### Your goal
Please rewrite the records below, putting "nonzero winding rule" in place of every occurrence of "even-odd convention" and changing nothing else.

------ Material shown ------

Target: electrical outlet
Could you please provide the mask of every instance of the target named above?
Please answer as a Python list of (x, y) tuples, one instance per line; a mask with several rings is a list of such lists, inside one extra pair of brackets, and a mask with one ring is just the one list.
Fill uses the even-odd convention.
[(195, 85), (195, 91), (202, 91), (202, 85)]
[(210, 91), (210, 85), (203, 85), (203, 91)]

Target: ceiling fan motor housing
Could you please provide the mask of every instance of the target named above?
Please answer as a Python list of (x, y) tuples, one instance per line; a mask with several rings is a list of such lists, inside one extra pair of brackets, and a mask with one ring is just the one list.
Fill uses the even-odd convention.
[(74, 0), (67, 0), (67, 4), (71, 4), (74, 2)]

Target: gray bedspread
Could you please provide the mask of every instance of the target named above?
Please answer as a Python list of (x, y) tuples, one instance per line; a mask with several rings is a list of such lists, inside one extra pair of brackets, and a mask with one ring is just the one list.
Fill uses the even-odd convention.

------

### In response
Target: electrical outlet
Could you please provide the mask of every instance of the target named above?
Please answer as a Python list of (x, y) tuples, one instance per line; a mask with several rings is a list of such lists, inside one extra pair of brackets, and a mask with one ring is just the one list.
Fill uses the nonzero winding rule.
[(195, 85), (195, 91), (202, 91), (202, 85)]
[(210, 91), (210, 85), (203, 85), (203, 91)]

Target: ceiling fan motor housing
Could you please provide the mask of every instance of the target named above?
Please answer as a Python list of (x, y) tuples, one instance per line; a mask with several rings is a list of such lists, inside one extra pair of brackets, and a mask with one ring is just the one list.
Fill uses the nonzero winding rule.
[(74, 0), (67, 0), (67, 4), (71, 4), (74, 2)]

Target: gray bedspread
Could you please provide the mask of every instance of the target named above?
Please answer as a Python list of (x, y) tuples, one instance per line; a mask with several rings is a list of such lists, inside one extra pair of brackets, and a mask with one ring is just the one list.
Fill uses the nonzero winding rule.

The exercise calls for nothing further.